** The task **
Can you reproduce, character for character, only the lines in the records below that begin at the line containing "of the distant" and stop after the line containing "[[126, 87], [329, 68], [264, 61]]", including both of those lines?

** Given information **
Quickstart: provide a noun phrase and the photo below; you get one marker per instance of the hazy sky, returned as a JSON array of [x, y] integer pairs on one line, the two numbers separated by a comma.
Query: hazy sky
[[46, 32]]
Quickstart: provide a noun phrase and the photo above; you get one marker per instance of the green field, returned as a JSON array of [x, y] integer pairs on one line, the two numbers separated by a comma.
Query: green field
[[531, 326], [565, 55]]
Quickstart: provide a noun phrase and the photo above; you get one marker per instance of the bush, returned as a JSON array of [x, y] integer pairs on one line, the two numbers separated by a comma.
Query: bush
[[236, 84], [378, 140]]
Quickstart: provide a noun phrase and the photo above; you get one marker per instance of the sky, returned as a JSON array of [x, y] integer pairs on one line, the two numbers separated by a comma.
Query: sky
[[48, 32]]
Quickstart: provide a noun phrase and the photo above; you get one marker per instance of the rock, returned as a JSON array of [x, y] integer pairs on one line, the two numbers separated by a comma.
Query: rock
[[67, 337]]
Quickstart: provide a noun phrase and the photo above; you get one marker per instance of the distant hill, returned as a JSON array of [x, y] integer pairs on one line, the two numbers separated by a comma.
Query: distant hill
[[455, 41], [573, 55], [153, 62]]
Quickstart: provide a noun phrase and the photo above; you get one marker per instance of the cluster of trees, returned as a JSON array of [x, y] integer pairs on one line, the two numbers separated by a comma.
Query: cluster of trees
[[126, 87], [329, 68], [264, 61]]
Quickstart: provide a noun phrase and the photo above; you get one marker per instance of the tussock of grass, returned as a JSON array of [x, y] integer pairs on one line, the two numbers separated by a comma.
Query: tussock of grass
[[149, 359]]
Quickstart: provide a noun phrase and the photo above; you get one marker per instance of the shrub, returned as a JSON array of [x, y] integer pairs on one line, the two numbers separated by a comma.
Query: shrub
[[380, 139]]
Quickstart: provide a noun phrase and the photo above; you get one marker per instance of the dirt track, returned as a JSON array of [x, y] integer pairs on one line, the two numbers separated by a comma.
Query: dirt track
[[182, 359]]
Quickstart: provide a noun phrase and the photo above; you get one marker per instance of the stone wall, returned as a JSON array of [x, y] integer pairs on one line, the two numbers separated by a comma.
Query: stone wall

** Task output **
Quickstart: provide a noun phrase and the photo above; you get one marker per instance of the distant hill, returned as a JSON array of [x, y] integer pairs on one line, the two numbers separated by a comma.
Query: distant hill
[[455, 41], [573, 55], [153, 62]]
Quickstart: provide a noun phrase and the photo above; you get one marker per instance of the cluster of trees, returned as a JSON array of [x, y] integer pairs on one line, the two numbers separated by a comma.
Query: cluster of trees
[[126, 87], [329, 68], [264, 61]]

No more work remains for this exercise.